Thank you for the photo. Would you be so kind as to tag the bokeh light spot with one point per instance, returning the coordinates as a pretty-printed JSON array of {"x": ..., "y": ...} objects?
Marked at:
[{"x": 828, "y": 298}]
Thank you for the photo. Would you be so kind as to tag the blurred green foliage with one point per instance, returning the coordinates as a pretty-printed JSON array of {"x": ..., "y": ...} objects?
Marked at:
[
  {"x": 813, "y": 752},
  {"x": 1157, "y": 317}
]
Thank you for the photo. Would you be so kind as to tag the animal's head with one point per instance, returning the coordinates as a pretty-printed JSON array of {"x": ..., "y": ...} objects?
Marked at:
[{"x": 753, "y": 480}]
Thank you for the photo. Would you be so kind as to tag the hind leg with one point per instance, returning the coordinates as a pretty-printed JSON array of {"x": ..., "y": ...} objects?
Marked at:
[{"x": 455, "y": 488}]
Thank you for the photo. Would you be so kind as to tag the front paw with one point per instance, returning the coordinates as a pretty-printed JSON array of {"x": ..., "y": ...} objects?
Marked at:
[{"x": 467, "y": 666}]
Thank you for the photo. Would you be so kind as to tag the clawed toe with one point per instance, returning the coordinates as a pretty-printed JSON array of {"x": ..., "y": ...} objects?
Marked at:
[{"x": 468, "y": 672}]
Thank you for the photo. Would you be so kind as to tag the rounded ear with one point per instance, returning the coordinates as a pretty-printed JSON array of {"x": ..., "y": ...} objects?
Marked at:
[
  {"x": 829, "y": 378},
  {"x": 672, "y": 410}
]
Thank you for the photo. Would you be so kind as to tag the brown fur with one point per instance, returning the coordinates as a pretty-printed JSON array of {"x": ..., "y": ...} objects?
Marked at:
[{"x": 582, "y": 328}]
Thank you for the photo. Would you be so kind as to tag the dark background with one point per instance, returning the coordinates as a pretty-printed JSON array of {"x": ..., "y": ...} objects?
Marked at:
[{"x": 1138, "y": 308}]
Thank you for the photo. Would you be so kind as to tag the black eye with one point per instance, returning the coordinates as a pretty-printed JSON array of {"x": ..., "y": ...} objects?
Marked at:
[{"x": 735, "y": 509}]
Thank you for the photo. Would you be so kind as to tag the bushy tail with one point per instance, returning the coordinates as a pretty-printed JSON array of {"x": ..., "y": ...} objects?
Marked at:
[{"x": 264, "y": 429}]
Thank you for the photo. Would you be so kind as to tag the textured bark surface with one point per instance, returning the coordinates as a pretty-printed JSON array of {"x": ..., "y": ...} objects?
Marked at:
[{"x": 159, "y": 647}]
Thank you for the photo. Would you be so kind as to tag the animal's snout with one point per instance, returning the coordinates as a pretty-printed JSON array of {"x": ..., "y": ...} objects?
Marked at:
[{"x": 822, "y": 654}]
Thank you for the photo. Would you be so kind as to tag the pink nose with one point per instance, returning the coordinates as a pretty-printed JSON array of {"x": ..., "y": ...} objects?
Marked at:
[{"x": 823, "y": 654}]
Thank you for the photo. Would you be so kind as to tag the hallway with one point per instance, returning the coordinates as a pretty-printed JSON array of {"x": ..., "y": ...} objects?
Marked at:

****************

§ TASK REQUIREMENTS: Would you output the full listing exactly as it stands?

§ WRITTEN RESPONSE:
Thank you for the photo. Would you be so kind as to tag the bokeh light spot with one point per instance, returning the coordinates as a pretty-printed JSON array of {"x": ..., "y": ...} objects?
Marked at:
[{"x": 828, "y": 298}]
Thank you for the photo. Would you be so kind as to tag the blurred green foliage with one point per instance, returning the coordinates as a pretty-printed JSON array of {"x": ..., "y": ...} objects?
Marked at:
[
  {"x": 813, "y": 752},
  {"x": 1157, "y": 317}
]
Thank you for the photo. Would you be so kind as to tag the animal's head with one point per instance, returning the coordinates as a pretty-printed JSON array of {"x": ..., "y": ...} objects?
Marked at:
[{"x": 753, "y": 480}]
Thank you for the photo. Would you be so kind as to tag the hind leg with one point per instance, returning the coordinates as a pretty-printed JSON array of {"x": ..., "y": ...} objects?
Marked at:
[{"x": 455, "y": 488}]
Thank you for the photo. Would you be so kind as to tag the front paw with one point per instance, returning the coordinates as a pretty-printed JSON array of {"x": ..., "y": ...} objects?
Marked at:
[{"x": 467, "y": 666}]
Thank you for the photo. Would you be so kind as to tag the clawed toe with one point per instance, returning the coordinates as a pretty-printed JSON array of {"x": ..., "y": ...} objects?
Marked at:
[{"x": 468, "y": 672}]
Thank you for the photo. Would you be so kind as to tag the rounded ear with one point per instance, returning the coordinates as a pretty-printed JSON array of {"x": ..., "y": ...} objects?
Marked at:
[
  {"x": 829, "y": 378},
  {"x": 672, "y": 410}
]
Thank you for the photo. Would you be so kind as to tag the brown fur with one point per instance, returning the coordinates as a pretty-printed JSON array of {"x": ..., "y": ...} objects?
Marked at:
[{"x": 582, "y": 328}]
Thank you for the photo. Would you be so kind as to tag the dark background with one point per instance, returning the coordinates as a pretty-printed JSON array of {"x": ..., "y": ...} objects?
Marked at:
[{"x": 1138, "y": 308}]
Thank you for the photo. Would you be so kind as to tag the black eye with one point per instance, returning the coordinates as a pretty-printed JSON array of {"x": ..., "y": ...} objects?
Marked at:
[{"x": 735, "y": 509}]
Thank you for the photo. Would you be so kind as to tag the bushy tail with one point per instance, returning the coordinates as a pretty-printed JSON array of {"x": ..., "y": ...} objects?
Marked at:
[{"x": 264, "y": 429}]
Thank you for the photo. Would you be so kind as to tag the textured bark surface with one point per instance, returning the coordinates as a pretty-printed JSON array of {"x": ..., "y": ...} objects?
Marked at:
[{"x": 159, "y": 647}]
Thank you for the photo. Would you be so kind as to tag the animal's snout with one point per instance, returning the coordinates as a pretty-printed JSON array of {"x": ..., "y": ...} objects?
Marked at:
[{"x": 822, "y": 654}]
Thank you for the photo. Would you be so kind as to tag the pink nose with one point per instance, returning the coordinates as a pretty-printed JSON array of {"x": ..., "y": ...} objects?
Marked at:
[{"x": 823, "y": 654}]
Thank you for the photo. Would you be so kind as to tag the hallway with one point per instance, returning the coordinates as a pretty-printed JSON array of {"x": ..., "y": ...} objects?
Marked at:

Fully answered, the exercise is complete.